--- Passage Enclosed Below ---

IN THE SUPREME COURT OF INDIA

CRIMINAL APPELLATE JURISDICTION

CRIMINAL  APPEAL NO.  1502 OF 2007

Narendra ….Appellant

Versus

State of Karnataka ….Respondent

J U D G M E N T

Dr. ARIJIT PASAYAT, J.

1. Challenge in this appeal is to the judgment of a Division Bench of the Karnataka High  

Court  setting aside  the judgment  of  acquittal  recorded by learned Third  Additional  Sessions  

Judge, Bangalore.  Learned Sessions Judge have found the accused appellant guilty of offence  

punishable under Section 498(A) and 302 of the Indian Penal Code, 1860 (In short the ‘IPC’).

--- End of Enclosed Passage ---

[Problems to solve]
1 - Answer these questions using the Supreme Court judgment:
(a) What is the number of the criminal appeal?
(b) Which party is listed as the respondent?
(c) The judgment under challenge came from a Division Bench of which court?
2 - Pick up the Supreme Court judgment after its last sentence and write the next paragraph.

--- Data for review Enclosed Below ---

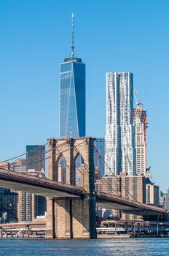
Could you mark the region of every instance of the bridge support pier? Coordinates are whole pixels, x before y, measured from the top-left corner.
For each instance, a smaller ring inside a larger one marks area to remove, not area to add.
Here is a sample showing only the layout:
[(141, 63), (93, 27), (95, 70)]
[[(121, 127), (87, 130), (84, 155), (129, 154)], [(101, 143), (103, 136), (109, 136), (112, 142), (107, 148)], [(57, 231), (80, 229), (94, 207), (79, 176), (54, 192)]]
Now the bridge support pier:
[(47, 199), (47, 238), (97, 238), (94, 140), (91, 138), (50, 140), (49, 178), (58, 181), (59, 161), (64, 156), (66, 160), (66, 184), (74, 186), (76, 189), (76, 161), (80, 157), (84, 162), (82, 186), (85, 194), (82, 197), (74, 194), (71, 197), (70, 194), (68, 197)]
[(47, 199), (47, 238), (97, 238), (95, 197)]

--- End of Enclosed Data for review ---
--- Data for review Enclosed Below ---

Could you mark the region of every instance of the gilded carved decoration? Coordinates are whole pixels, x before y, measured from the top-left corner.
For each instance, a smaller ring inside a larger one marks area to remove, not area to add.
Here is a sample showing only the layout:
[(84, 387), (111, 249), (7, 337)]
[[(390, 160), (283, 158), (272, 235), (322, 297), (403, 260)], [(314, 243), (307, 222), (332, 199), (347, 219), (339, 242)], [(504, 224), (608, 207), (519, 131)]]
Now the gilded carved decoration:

--- End of Enclosed Data for review ---

[Exercise results]
1 -
(a) Criminal Appeal No. 1502 of 2007
(b) State of Karnataka
(c) The Karnataka High Court

2 -
2. Background facts leading to the prosecution of the appellant are as follows:

On 13/14.2.1994 Smt. Mythradevi (hereinafter referred to as the ‘deceased’) was done to death in  

the bedroom of the matrimonial home of the deceased. According to 'the investigation reports by  

about 6 a.m. on 14.2.1994 the inmates of the matrimonial home of the deceased learnt about the  

suspicious death of the deceased. By 9.30 a.m. on the very same day parents of the deceased came  

to  the  matrimonial  home of  the  deceased  after  hearing  the  news  of  death  of  their  daughter  

Mythradevi. Father of the deceased (P.W.6) informed the same to the Jurisdictional Police i.e.,  

Srirampura Police Station as per complaint Ex. P.6. Thereafter, first part of investigation under  

Section 176 of the Code of Criminal Procedure, 1973 (in short the ‘Code’) proceedings took  

place at about 2 p.m. on the same date after arrival of Taluk Executive Magistrate Mr. Y.M.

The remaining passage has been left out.